[Records from a collection]
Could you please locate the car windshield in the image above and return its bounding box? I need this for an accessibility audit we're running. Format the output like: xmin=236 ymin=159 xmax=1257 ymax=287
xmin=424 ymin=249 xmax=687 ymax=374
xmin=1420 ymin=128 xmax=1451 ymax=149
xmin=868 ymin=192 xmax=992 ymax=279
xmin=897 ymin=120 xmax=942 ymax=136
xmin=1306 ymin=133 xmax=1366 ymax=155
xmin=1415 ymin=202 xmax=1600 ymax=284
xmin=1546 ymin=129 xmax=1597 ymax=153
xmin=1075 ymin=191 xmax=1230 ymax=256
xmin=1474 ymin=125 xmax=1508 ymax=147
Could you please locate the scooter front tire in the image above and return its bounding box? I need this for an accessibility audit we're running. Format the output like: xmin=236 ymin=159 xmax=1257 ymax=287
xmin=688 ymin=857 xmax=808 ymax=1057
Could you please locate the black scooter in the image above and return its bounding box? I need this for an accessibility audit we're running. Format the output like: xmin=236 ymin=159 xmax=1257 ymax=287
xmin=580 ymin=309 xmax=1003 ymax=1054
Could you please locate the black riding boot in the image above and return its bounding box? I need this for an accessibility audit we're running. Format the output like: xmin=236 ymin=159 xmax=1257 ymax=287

◆ Assignment ◆
Please restate, exactly as written, the line that holds "Could you please locate the scooter" and all remaining lines of the data above, and only those.

◆ Task output ◆
Could you please locate the scooter front tire in the image above and return its bounding box? I need this for an accessibility audit we're running. Format the output like: xmin=236 ymin=159 xmax=1257 ymax=287
xmin=688 ymin=857 xmax=808 ymax=1057
Could you please locate the black scooter in the image above and return its bounding box? I need this for an accessibility audit we're running. Format the output like: xmin=236 ymin=159 xmax=1257 ymax=287
xmin=580 ymin=309 xmax=1003 ymax=1054
Could you please locate the black riding boot in the image above and return its bounding box? I need this for an accessibility audit we're running. Format the output like: xmin=236 ymin=159 xmax=1257 ymax=287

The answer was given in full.